### What to work on
Rewrite the rows from the line with "Detect all occurrences of nose." up to and including the line with "[548,261,894,682]", putting "glass pane" in place of "window" and keeping everything else unchanged. Omit the pictures from your output.

### Input for this task

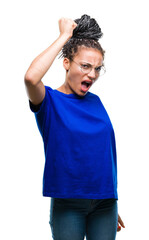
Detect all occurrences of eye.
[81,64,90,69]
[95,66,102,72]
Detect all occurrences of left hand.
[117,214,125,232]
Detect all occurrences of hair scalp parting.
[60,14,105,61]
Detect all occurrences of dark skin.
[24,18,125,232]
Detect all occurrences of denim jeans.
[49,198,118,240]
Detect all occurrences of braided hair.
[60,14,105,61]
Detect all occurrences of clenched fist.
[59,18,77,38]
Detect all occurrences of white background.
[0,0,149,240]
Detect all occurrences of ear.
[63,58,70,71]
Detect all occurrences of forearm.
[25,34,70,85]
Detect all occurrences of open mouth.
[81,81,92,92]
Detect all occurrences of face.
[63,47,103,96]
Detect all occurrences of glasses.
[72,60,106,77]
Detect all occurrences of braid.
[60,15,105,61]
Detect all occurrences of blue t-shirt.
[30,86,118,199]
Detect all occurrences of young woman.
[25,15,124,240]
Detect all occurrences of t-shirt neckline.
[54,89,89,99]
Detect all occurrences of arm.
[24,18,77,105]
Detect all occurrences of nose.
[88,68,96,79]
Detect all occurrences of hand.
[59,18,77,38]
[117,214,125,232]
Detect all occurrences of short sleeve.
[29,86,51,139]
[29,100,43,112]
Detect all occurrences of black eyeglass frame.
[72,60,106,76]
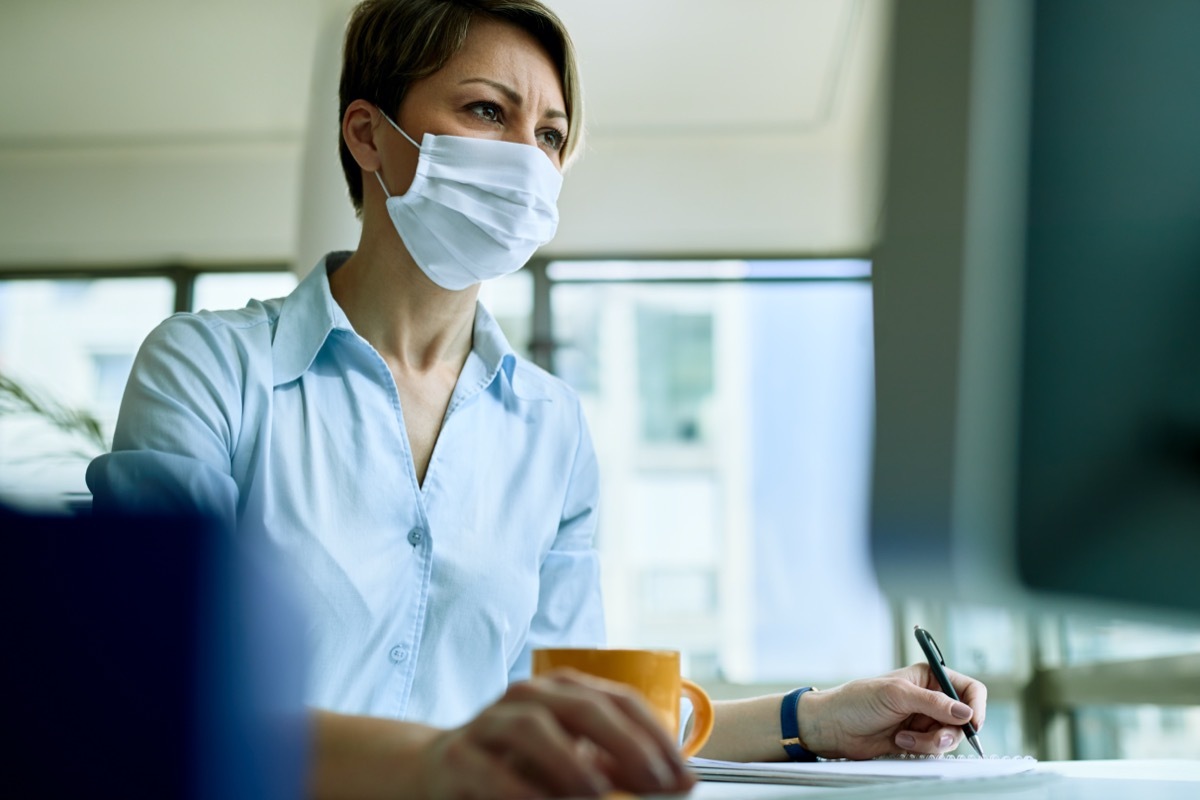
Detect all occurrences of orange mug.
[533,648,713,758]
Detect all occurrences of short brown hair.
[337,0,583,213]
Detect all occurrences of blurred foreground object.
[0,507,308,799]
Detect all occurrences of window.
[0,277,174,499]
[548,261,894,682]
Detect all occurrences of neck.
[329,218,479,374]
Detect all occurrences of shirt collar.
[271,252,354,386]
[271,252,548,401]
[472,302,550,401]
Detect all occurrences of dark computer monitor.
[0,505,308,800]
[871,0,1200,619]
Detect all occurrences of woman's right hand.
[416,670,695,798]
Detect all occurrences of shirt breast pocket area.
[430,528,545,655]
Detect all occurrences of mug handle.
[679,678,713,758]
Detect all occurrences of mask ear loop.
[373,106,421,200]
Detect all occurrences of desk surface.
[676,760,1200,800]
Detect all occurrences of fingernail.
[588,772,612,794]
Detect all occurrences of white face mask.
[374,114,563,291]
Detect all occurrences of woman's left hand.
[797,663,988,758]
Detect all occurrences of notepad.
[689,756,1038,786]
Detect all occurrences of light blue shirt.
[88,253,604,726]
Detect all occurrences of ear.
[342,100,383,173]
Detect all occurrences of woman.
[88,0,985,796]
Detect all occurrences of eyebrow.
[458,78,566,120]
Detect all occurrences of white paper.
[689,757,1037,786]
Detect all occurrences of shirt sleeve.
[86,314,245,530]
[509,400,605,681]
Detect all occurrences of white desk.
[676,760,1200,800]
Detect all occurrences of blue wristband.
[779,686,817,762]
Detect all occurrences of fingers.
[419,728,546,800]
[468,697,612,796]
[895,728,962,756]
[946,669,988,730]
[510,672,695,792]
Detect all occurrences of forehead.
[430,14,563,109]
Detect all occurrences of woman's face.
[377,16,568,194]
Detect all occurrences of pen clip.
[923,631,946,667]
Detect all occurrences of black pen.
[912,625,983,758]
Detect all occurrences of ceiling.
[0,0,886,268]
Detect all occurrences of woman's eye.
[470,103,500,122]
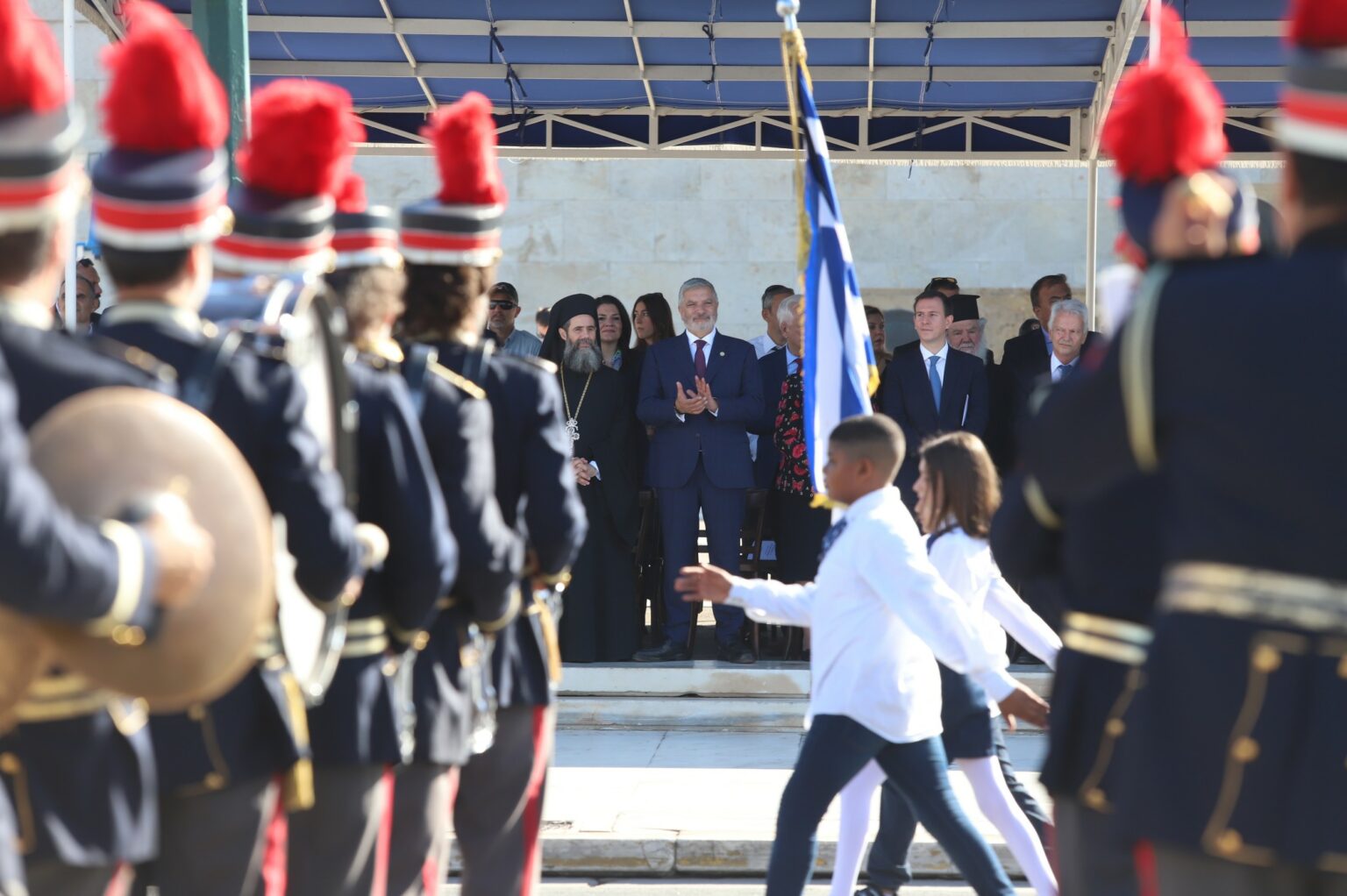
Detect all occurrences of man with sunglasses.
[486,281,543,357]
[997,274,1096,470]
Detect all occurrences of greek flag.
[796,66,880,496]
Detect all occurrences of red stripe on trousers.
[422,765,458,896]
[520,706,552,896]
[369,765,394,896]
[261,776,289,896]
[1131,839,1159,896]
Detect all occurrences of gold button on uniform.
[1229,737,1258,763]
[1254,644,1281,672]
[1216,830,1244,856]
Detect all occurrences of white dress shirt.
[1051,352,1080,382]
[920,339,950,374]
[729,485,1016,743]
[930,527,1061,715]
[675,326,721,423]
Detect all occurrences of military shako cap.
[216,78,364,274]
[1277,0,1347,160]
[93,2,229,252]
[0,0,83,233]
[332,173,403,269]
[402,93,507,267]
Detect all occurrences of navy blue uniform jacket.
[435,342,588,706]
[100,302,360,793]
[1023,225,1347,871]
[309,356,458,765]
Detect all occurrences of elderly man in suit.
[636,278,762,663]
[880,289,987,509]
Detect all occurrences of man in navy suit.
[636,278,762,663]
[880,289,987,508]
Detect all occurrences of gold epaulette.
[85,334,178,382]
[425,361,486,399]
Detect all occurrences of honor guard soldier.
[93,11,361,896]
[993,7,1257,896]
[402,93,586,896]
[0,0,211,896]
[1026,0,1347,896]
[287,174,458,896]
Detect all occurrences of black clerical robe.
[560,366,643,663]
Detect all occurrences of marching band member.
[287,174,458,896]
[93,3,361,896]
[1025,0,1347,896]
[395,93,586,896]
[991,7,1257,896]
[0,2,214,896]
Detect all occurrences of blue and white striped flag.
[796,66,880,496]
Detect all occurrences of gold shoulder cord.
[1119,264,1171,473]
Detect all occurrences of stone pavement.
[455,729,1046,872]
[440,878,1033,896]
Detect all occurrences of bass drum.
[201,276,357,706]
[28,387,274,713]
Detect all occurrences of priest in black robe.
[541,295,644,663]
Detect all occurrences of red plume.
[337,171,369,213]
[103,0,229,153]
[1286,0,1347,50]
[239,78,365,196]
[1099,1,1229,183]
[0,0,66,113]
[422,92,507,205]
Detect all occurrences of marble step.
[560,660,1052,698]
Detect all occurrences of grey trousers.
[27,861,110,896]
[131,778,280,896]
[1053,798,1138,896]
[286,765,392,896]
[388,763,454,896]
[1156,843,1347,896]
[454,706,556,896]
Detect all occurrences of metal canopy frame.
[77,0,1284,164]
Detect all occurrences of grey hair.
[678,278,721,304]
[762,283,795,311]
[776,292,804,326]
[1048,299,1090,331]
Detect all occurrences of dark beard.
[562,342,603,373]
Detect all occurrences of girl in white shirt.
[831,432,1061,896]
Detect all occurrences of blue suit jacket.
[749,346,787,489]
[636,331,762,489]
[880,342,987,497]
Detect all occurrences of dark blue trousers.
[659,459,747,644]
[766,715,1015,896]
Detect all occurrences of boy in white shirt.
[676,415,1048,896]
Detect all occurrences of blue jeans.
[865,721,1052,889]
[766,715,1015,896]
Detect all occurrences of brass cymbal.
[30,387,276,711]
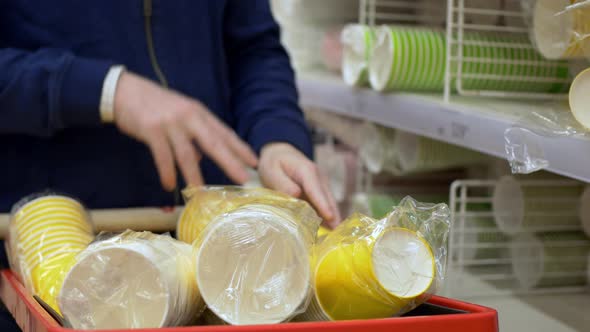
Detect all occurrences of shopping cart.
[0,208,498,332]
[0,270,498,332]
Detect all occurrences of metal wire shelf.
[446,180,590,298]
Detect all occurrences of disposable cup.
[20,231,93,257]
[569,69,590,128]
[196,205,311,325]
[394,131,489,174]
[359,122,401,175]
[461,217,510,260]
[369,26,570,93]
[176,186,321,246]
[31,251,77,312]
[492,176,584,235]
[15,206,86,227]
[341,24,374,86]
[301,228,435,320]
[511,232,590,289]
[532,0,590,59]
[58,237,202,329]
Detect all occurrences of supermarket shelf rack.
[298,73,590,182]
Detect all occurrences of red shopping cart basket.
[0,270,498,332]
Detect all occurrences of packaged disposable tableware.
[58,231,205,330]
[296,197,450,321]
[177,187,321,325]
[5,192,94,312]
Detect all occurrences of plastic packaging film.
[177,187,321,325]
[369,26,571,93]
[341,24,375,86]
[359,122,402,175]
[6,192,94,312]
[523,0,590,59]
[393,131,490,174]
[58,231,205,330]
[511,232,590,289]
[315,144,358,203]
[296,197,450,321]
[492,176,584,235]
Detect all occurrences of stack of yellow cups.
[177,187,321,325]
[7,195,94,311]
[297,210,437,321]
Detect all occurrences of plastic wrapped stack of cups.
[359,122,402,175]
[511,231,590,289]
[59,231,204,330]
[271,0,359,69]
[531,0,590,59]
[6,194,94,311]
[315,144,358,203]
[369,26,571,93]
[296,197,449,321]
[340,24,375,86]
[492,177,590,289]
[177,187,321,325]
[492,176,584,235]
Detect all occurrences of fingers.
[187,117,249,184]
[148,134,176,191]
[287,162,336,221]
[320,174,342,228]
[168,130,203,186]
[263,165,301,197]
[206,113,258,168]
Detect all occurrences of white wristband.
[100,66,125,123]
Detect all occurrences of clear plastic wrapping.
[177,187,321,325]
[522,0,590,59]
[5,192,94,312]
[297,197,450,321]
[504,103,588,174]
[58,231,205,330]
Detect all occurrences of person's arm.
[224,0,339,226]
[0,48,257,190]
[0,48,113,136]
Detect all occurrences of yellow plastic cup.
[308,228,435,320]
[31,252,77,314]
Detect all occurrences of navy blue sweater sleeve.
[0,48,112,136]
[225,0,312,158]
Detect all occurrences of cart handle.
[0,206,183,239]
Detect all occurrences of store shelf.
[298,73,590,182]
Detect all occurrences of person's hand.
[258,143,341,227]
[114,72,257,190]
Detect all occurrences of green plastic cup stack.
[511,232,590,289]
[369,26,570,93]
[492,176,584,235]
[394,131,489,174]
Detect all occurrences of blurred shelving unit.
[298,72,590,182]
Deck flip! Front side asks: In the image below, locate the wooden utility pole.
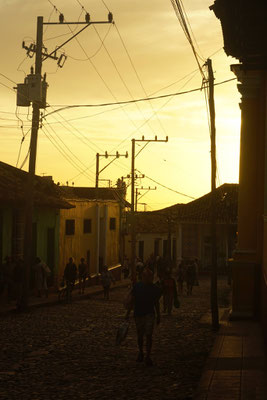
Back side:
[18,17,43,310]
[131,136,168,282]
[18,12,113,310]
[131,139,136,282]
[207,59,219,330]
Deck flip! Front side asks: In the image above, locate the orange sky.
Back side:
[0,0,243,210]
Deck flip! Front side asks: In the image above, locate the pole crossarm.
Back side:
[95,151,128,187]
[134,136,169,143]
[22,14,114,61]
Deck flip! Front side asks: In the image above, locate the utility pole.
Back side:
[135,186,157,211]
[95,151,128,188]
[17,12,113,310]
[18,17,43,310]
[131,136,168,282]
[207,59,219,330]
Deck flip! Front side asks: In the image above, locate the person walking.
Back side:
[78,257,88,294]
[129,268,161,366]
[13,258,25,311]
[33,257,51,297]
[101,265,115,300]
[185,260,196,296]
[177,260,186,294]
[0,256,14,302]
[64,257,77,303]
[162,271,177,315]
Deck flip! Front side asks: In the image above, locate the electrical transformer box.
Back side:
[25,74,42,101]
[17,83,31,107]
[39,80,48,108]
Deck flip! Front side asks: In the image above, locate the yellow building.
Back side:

### Answer
Detect all occurrences of nose.
[88,68,96,79]
Detect all occurrences of hand.
[59,18,77,38]
[117,214,125,232]
Detect all occurrences of short sleeve.
[29,86,51,139]
[29,100,43,112]
Detect all occurrences of black eyeglass frame.
[72,60,106,76]
Detect all occurrences of orange mug.
[533,648,713,758]
Detect all occurrences of short brown hair.
[337,0,583,213]
Detect all occurrences of blurred foreground object.
[0,507,308,799]
Detect all occurrences of glass pane.
[0,277,174,499]
[548,261,894,682]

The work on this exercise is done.